- Data for review
*** Block opens ***

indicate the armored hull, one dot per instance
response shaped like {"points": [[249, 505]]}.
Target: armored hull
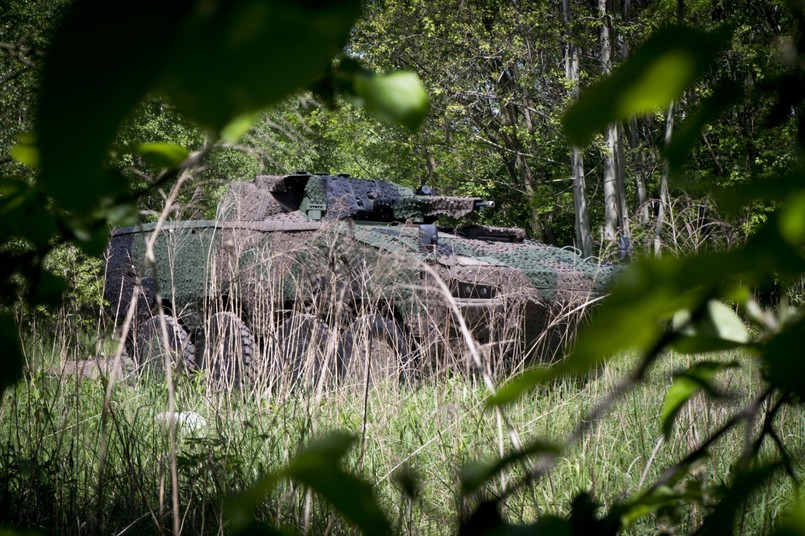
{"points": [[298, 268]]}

*** Block closes ***
*** Block opens ***

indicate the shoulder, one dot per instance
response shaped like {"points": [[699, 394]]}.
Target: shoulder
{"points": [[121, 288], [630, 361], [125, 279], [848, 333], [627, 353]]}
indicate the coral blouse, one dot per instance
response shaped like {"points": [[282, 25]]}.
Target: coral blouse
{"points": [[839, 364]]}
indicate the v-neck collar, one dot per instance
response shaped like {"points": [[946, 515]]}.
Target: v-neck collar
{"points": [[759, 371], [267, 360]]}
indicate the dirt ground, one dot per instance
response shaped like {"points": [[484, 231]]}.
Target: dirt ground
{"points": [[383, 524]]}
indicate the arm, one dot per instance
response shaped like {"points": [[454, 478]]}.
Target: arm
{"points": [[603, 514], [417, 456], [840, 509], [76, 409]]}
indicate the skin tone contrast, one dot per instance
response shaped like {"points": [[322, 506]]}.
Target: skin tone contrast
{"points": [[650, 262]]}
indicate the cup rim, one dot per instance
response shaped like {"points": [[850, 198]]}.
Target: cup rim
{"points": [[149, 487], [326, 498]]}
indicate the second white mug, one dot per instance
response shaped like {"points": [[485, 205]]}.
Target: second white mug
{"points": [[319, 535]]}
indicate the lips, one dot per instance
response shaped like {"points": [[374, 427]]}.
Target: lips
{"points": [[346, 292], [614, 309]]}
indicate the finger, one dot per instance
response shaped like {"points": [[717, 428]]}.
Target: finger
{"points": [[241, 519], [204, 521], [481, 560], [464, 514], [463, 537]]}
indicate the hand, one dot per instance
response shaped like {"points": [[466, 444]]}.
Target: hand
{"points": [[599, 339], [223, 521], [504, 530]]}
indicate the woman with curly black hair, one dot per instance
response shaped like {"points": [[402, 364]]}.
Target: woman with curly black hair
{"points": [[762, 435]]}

*** Block closes ***
*** Block opens ***

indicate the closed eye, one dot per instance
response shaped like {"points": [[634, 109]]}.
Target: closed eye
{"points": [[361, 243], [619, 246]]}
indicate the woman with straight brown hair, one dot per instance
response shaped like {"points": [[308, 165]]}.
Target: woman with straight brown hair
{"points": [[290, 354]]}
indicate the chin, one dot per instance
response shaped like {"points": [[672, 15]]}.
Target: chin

*** Block closes ***

- Exercise goal
The number of lines in the data that contain the word "chin" is all that should be stated.

- Task output
2